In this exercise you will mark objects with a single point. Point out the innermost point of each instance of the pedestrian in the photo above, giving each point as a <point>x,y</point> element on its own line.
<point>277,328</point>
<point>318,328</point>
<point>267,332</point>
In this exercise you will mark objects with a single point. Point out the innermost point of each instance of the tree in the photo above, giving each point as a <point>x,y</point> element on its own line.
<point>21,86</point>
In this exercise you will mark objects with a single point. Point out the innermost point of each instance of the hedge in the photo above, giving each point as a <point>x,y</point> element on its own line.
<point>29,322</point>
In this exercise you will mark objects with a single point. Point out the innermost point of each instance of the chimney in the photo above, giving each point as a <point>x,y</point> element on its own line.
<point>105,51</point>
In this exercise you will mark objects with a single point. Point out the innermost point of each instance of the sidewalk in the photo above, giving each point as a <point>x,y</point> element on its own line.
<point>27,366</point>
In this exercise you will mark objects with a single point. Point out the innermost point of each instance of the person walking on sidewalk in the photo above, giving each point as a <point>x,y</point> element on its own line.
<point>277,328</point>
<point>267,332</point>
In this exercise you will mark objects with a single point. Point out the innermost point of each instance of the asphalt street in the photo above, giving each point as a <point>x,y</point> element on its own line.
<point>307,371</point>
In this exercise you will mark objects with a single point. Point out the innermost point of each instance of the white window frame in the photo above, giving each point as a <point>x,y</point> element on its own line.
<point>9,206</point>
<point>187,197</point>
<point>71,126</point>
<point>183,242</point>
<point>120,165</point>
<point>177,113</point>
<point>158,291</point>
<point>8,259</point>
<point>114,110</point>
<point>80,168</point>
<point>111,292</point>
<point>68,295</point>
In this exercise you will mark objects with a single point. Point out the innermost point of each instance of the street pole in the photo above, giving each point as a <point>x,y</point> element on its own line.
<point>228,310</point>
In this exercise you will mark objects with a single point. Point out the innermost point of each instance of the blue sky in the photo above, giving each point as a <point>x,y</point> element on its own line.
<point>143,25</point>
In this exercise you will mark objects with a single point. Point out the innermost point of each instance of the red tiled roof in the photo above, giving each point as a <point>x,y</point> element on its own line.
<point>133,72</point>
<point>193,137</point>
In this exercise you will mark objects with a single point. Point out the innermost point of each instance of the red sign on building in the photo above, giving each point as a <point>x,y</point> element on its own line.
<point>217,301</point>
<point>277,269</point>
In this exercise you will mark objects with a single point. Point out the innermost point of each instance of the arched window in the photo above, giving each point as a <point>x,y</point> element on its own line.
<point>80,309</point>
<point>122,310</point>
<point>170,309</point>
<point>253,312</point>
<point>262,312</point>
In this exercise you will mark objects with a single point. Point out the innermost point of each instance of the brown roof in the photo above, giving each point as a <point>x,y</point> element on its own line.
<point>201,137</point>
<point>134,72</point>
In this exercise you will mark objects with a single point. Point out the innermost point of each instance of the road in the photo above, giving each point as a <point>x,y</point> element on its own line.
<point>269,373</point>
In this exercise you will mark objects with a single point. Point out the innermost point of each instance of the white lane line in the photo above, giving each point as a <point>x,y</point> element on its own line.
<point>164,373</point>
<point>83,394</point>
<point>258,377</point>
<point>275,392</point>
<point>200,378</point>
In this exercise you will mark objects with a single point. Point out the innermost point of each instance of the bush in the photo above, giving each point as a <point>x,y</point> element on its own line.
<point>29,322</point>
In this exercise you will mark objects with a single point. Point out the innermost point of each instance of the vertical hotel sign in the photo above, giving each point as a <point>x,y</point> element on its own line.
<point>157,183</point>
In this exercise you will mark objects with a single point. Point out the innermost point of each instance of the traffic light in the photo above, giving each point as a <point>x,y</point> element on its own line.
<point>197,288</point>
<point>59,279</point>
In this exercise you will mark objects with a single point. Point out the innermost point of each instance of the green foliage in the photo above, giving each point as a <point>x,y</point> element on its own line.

*Exercise requirements*
Can you output the data above as a Markdown table with the columns "Row" and "Text", starting at the line that contains "of the person" and ending at the line that contains "<point>307,371</point>", with both of those lines included and blank lines left out? Put a row number in "Row" and the line itself in "Text".

*Solution below*
| Row | Text |
|---|---|
| 1 | In this exercise you will mark objects with a single point. Point out the innermost point of each instance of the person walking on sidewalk in the photo above, giving each point as a <point>x,y</point> element on its own line. |
| 2 | <point>277,328</point> |
| 3 | <point>267,332</point> |
| 4 | In this exercise you will mark objects with a single point. Point out the innermost point of each instance of the asphalt street in the photo above, giving each point as a <point>x,y</point> element on its own line. |
| 5 | <point>307,371</point> |